Dataset items:

=-=-=-=-=

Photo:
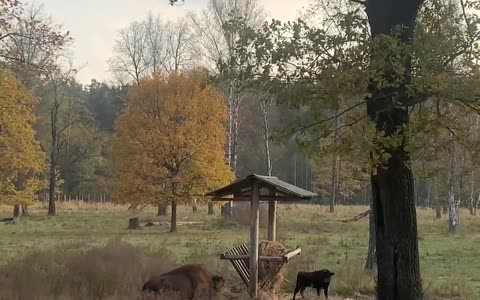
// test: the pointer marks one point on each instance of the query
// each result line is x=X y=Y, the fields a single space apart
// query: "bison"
x=317 y=279
x=191 y=282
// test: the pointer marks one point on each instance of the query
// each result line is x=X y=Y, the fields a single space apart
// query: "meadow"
x=87 y=252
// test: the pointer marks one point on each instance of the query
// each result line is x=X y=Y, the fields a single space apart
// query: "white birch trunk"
x=266 y=137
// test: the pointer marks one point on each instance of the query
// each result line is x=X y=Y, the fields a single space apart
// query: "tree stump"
x=134 y=223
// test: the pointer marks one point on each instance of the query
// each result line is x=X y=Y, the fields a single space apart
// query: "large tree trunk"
x=438 y=212
x=394 y=210
x=173 y=221
x=211 y=210
x=52 y=208
x=17 y=213
x=472 y=193
x=428 y=199
x=25 y=210
x=266 y=137
x=453 y=203
x=333 y=196
x=161 y=210
x=371 y=264
x=477 y=205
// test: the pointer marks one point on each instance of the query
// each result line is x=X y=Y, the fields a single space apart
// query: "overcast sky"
x=94 y=24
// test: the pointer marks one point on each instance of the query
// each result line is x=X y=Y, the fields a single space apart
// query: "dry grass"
x=72 y=256
x=241 y=214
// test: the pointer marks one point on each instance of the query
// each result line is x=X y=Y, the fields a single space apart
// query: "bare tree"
x=216 y=42
x=129 y=62
x=152 y=47
x=179 y=50
x=156 y=38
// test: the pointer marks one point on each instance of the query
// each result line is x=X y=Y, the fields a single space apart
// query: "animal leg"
x=297 y=288
x=303 y=290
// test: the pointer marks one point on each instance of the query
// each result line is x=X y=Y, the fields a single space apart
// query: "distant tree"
x=172 y=129
x=150 y=47
x=129 y=63
x=32 y=43
x=22 y=160
x=66 y=127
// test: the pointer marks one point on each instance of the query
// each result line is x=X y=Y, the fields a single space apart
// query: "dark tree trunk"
x=477 y=205
x=371 y=264
x=438 y=212
x=173 y=222
x=333 y=196
x=25 y=210
x=228 y=209
x=161 y=210
x=52 y=208
x=211 y=210
x=394 y=210
x=17 y=213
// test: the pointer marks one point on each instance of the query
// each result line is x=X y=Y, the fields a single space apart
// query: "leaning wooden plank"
x=240 y=273
x=264 y=258
x=241 y=264
x=289 y=255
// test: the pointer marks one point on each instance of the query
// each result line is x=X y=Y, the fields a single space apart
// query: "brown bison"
x=316 y=279
x=190 y=282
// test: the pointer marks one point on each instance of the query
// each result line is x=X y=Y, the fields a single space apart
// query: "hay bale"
x=269 y=248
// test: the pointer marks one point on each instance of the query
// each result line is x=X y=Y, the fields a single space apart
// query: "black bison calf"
x=317 y=279
x=191 y=282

=-=-=-=-=

Your instructions: Write out each line again precisely as it appears, skipping every picture.

Output of the exercise:
Photo:
// test: the pointer marks one point on each instance of the query
// each result line is x=X y=Y, the fields a single space apart
// query: "bison"
x=317 y=279
x=191 y=282
// test: the pointer marks one point on each instance of the query
// each result line is x=X y=Y, the fields a single space apart
// query: "meadow"
x=87 y=252
// test: the pointer marks one point on each instance of the query
// each result line is x=X y=Y, the fields a single space apart
// query: "white birch trunk"
x=266 y=137
// test: the pointer marks one point on each instance of the query
// each result line is x=X y=Y, the fields a single space apart
// query: "tree stump"
x=134 y=223
// test: the pointer marks one point on each instance of the query
// each result line is x=X y=Y, the fields a single space apart
// query: "large tree trunk"
x=438 y=212
x=394 y=210
x=173 y=221
x=211 y=210
x=52 y=208
x=17 y=213
x=472 y=193
x=428 y=199
x=25 y=210
x=266 y=137
x=453 y=203
x=333 y=196
x=161 y=210
x=371 y=264
x=477 y=205
// test: the pointer marks one point on each instance of the query
// each result line is x=X y=Y, the fields a single space apart
// query: "overcast sky"
x=94 y=24
// test: the pointer marks one point on each instance of the query
// each result line is x=X y=Y, the fields a single space apart
// query: "dry grass"
x=72 y=256
x=241 y=214
// test: the pointer marks one point on each instance of the query
// each result line is x=X y=Y, the fields a single space apart
// query: "bare tree"
x=216 y=42
x=129 y=62
x=152 y=47
x=179 y=50
x=156 y=38
// test: the pointer marks one point on each instance of the query
// each result line is x=X y=Y, the fields a single space apart
// query: "animal leg"
x=297 y=288
x=303 y=290
// test: the pointer marks one point on each instance of the query
// each result line is x=X y=Y, the fields a single space apart
// query: "distant tree"
x=172 y=129
x=150 y=47
x=129 y=63
x=32 y=43
x=22 y=160
x=66 y=127
// test: the pointer marks one point on each instance of the query
// each result line is x=X y=Y, the fields a single space apart
// query: "dark tree trunk"
x=477 y=205
x=371 y=264
x=438 y=212
x=173 y=222
x=333 y=196
x=25 y=210
x=228 y=209
x=161 y=210
x=52 y=208
x=211 y=210
x=394 y=210
x=17 y=213
// test: the pointer marks one point on each instance of the query
// each result line is x=X y=Y, the fields a single space apart
// query: "leaning wooden plank"
x=240 y=273
x=264 y=258
x=241 y=264
x=289 y=255
// test: the pointer marks one point on each instance of the query
// each result line is x=X y=Y, the fields a single space apart
// query: "brown bison"
x=316 y=279
x=190 y=282
// test: the pointer marks one point on each instance of the query
// each result line is x=X y=Y, the fields a single space apart
// query: "hay bale"
x=269 y=248
// test: the pointer marks one point on each instance of the query
// each result line is x=X y=Y, the fields a single space apart
// query: "black bison calf"
x=317 y=279
x=191 y=282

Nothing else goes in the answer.